■ **Task instructions**
Would you return the lines from the one that contains "of the pink" to the last line of the entries below, exactly and with nothing added?

■ **Excerpted data**
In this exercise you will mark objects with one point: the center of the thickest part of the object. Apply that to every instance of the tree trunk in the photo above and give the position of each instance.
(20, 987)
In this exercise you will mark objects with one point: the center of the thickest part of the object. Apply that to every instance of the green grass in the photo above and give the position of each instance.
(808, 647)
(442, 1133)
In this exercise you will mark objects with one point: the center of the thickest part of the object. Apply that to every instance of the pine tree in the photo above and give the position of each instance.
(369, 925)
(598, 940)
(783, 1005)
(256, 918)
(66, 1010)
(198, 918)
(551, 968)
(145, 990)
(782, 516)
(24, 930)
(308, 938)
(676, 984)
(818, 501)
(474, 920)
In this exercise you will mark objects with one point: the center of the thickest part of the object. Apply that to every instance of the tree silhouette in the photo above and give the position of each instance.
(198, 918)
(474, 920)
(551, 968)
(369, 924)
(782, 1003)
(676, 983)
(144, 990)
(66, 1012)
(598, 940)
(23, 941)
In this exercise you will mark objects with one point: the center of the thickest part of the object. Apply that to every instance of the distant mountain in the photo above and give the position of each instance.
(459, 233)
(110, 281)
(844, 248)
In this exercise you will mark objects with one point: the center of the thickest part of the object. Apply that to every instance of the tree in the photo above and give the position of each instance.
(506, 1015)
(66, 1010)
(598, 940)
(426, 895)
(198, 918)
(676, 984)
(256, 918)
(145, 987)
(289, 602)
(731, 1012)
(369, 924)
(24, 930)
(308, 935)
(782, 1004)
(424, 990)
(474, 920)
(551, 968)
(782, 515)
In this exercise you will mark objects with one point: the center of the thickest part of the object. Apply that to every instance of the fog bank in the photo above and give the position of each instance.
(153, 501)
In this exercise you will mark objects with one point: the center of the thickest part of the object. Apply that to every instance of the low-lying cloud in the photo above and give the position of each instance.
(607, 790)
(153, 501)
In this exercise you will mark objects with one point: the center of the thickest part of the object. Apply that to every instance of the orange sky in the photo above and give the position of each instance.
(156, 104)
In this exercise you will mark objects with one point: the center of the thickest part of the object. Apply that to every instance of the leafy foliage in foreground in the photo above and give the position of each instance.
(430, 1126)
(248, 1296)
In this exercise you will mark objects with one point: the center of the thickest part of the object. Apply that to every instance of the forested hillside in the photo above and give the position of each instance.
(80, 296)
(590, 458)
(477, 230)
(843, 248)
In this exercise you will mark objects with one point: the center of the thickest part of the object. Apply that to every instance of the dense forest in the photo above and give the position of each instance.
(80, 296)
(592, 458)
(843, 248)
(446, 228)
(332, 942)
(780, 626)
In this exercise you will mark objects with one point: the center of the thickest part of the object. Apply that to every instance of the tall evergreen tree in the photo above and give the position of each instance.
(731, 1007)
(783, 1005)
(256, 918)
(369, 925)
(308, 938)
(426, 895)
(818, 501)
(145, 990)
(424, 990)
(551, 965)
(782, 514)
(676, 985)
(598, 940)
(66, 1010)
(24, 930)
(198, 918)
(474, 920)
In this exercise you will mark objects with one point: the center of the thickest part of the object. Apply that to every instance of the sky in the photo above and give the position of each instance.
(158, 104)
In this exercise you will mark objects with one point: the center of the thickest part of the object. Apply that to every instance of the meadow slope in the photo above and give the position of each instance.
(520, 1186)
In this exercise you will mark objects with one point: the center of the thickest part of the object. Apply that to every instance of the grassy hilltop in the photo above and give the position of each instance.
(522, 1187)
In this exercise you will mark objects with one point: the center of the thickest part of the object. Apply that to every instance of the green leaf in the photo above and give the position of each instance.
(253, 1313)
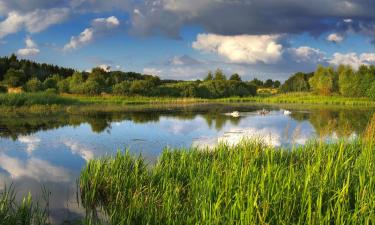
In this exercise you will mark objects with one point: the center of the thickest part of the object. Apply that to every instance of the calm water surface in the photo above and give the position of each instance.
(50, 151)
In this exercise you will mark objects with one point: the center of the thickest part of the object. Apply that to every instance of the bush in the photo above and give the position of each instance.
(3, 89)
(33, 85)
(122, 88)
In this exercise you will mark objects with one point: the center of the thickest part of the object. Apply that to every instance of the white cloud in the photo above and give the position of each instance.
(307, 54)
(79, 149)
(98, 26)
(353, 59)
(249, 49)
(30, 49)
(334, 37)
(83, 38)
(152, 71)
(32, 142)
(33, 22)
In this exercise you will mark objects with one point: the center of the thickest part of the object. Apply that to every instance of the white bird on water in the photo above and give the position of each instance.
(235, 114)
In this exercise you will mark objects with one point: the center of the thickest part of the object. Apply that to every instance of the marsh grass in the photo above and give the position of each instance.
(33, 99)
(24, 212)
(245, 184)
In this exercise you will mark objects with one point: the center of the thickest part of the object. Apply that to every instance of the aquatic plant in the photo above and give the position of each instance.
(25, 212)
(245, 184)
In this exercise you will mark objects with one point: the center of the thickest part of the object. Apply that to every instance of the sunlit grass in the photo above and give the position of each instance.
(25, 212)
(245, 184)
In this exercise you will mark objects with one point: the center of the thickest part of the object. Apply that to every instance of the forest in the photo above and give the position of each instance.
(29, 76)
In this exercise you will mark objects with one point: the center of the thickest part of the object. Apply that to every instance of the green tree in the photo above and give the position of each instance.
(322, 81)
(122, 88)
(50, 83)
(14, 78)
(348, 81)
(235, 77)
(268, 83)
(33, 85)
(219, 75)
(209, 76)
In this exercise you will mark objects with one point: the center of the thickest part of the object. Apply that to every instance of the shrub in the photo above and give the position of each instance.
(33, 85)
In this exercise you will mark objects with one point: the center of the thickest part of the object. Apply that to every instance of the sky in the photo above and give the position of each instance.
(184, 39)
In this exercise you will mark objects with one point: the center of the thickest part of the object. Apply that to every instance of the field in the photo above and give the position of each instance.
(43, 99)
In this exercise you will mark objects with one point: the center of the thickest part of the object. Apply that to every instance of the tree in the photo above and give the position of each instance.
(122, 88)
(235, 77)
(50, 83)
(268, 83)
(33, 85)
(298, 82)
(276, 84)
(257, 83)
(348, 81)
(209, 76)
(322, 81)
(14, 78)
(219, 75)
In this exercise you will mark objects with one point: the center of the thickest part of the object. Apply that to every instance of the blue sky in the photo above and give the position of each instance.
(185, 39)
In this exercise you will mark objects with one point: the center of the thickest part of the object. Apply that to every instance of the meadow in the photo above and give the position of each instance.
(29, 100)
(249, 183)
(245, 184)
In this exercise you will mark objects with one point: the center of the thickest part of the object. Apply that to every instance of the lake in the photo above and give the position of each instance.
(50, 150)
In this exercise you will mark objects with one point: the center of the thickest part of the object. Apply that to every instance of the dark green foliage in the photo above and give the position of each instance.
(235, 77)
(122, 88)
(31, 69)
(3, 89)
(33, 85)
(14, 78)
(298, 82)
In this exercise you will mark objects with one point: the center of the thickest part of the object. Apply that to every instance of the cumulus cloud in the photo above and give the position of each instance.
(98, 27)
(307, 54)
(241, 48)
(30, 49)
(32, 142)
(152, 71)
(334, 37)
(226, 17)
(352, 59)
(34, 21)
(182, 61)
(77, 148)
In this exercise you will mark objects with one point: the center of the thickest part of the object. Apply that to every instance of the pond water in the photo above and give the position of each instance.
(49, 151)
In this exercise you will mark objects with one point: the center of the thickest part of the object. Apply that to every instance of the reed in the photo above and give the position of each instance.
(25, 212)
(249, 183)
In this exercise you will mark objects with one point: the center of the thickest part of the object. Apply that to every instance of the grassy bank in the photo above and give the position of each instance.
(51, 101)
(25, 212)
(246, 184)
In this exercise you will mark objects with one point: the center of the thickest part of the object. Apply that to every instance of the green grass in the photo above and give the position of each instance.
(245, 184)
(25, 212)
(27, 100)
(31, 99)
(305, 98)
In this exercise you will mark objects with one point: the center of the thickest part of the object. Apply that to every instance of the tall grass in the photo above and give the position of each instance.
(245, 184)
(31, 99)
(25, 212)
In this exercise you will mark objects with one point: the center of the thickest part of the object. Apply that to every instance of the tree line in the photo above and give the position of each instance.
(36, 77)
(32, 77)
(343, 81)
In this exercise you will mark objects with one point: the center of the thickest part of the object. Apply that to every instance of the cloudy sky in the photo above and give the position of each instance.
(183, 39)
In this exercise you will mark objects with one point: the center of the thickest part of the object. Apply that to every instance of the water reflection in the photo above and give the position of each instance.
(51, 150)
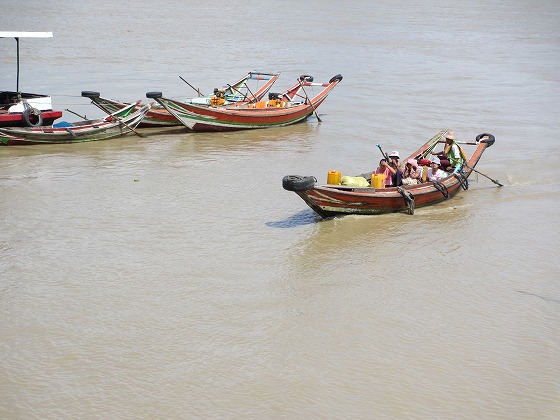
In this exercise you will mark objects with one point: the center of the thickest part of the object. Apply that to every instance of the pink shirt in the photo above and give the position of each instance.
(388, 181)
(438, 175)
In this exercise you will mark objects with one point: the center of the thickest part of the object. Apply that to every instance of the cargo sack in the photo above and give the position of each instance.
(354, 181)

■ **Exercise response**
In this exercise you will mark objects with one point: the center of the thickest part of the object. Apply that to every instance of the pink shirt in the photo above and give the position of each instance.
(388, 181)
(438, 175)
In this exercise you will mark objects with one point: the center of the thickest part of the object. Apply that to every instance of the cargo sack in the photo above and give the position of each instance.
(354, 181)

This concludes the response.